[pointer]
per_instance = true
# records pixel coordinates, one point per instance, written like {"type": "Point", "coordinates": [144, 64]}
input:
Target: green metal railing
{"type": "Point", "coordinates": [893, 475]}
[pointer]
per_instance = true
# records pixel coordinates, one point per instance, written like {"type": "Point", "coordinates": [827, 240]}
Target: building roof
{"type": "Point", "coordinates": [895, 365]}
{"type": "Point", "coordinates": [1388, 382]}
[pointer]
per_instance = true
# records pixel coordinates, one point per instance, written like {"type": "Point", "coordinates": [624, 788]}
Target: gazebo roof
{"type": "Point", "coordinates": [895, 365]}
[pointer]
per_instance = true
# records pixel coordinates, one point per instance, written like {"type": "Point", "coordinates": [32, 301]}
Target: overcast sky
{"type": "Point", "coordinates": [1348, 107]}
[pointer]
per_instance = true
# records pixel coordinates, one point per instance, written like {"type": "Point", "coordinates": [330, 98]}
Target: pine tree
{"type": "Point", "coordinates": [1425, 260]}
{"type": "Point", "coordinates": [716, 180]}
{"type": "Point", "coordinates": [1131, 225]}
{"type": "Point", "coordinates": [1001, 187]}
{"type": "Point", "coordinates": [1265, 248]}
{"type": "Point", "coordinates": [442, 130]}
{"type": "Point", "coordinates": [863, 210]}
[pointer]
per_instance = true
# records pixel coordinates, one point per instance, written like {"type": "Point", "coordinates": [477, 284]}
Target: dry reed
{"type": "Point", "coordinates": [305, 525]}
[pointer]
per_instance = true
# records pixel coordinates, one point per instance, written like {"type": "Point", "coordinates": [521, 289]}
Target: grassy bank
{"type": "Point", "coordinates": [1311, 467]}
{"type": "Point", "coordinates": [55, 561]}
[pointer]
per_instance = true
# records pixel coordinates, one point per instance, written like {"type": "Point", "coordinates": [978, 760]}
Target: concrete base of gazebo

· · · · ·

▶ _TASK STATEMENT_: Would you output every line of the listing exactly?

▶ _EXPECTED ANSWER_:
[pointer]
per_instance = true
# records pixel coordinates, one point per instance, written like {"type": "Point", "coordinates": [144, 64]}
input:
Target: green metal railing
{"type": "Point", "coordinates": [893, 475]}
[pointer]
per_instance = true
# records pixel coordinates, one point per instance, written like {"type": "Point", "coordinates": [827, 240]}
Target: building roof
{"type": "Point", "coordinates": [895, 365]}
{"type": "Point", "coordinates": [1388, 382]}
[pointer]
per_instance = true
# records pixel coordinates, one point per instance, written like {"type": "Point", "coordinates": [624, 788]}
Target: gazebo roof
{"type": "Point", "coordinates": [895, 365]}
[pointer]
per_instance = true
# records pixel coordinates, one point per instance, written like {"type": "Point", "coordinates": [32, 301]}
Target: overcast sky
{"type": "Point", "coordinates": [1348, 107]}
[pointer]
per_instance = true
# records pixel coordinates, one point per instance, written like {"type": "Point", "coordinates": [330, 98]}
Target: pine tree
{"type": "Point", "coordinates": [1425, 260]}
{"type": "Point", "coordinates": [716, 180]}
{"type": "Point", "coordinates": [1131, 225]}
{"type": "Point", "coordinates": [1001, 187]}
{"type": "Point", "coordinates": [1265, 248]}
{"type": "Point", "coordinates": [442, 130]}
{"type": "Point", "coordinates": [863, 210]}
[pointer]
per_instance = true
# records pixel coordinates, one point per instance, written like {"type": "Point", "coordinates": [477, 284]}
Target: dry reed
{"type": "Point", "coordinates": [305, 525]}
[pointer]
per_instance = true
# records pixel coordinates, one point per instance, written like {"type": "Point", "coordinates": [521, 289]}
Target: grassy bank
{"type": "Point", "coordinates": [1311, 467]}
{"type": "Point", "coordinates": [55, 561]}
[pointer]
per_instance = true
# records pixel coordinates, one point per instance, written like {"type": "Point", "coordinates": [978, 760]}
Target: concrete base of gazebo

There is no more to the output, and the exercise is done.